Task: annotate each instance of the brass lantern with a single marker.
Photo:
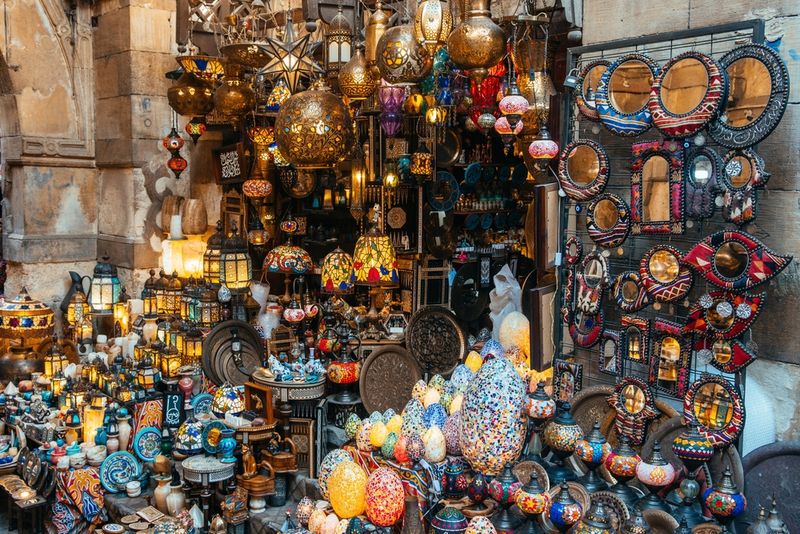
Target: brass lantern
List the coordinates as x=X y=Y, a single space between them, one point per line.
x=105 y=289
x=432 y=24
x=211 y=256
x=235 y=265
x=338 y=44
x=314 y=128
x=477 y=43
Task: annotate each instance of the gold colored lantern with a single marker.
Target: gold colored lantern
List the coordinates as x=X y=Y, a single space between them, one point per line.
x=314 y=128
x=235 y=265
x=432 y=24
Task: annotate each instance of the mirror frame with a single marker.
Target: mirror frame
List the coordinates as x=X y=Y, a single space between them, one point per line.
x=740 y=204
x=727 y=435
x=587 y=111
x=741 y=354
x=615 y=121
x=672 y=151
x=643 y=326
x=661 y=330
x=642 y=299
x=746 y=309
x=755 y=132
x=616 y=235
x=700 y=200
x=578 y=192
x=610 y=336
x=763 y=263
x=678 y=126
x=632 y=425
x=661 y=291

BRIEF =>
Everything in the records that precede this task must be written out again exactly, except the pictures.

RESULT BELOW =>
Task: annotate each instance of the brass lantern with a single marker.
Photo:
Target: brass lantern
List the coordinates as x=X y=Y, a single space between them, one point per line.
x=105 y=289
x=432 y=24
x=211 y=256
x=235 y=265
x=338 y=44
x=314 y=128
x=477 y=43
Task: annotate each instance of the gold colored lantern with a single marker.
Target: gold colored lantern
List the coordinates as x=X y=Y, a single space between them, one point per line.
x=314 y=128
x=235 y=265
x=432 y=24
Task: annotate each instance of the mirror frame with a single marker.
Target: mirror frame
List the coordinates as x=X y=Y, a single space between them, one point per line.
x=740 y=204
x=727 y=435
x=587 y=111
x=741 y=354
x=615 y=121
x=672 y=151
x=643 y=326
x=661 y=330
x=642 y=299
x=746 y=309
x=755 y=132
x=616 y=235
x=700 y=200
x=578 y=192
x=610 y=336
x=763 y=263
x=678 y=126
x=632 y=425
x=661 y=291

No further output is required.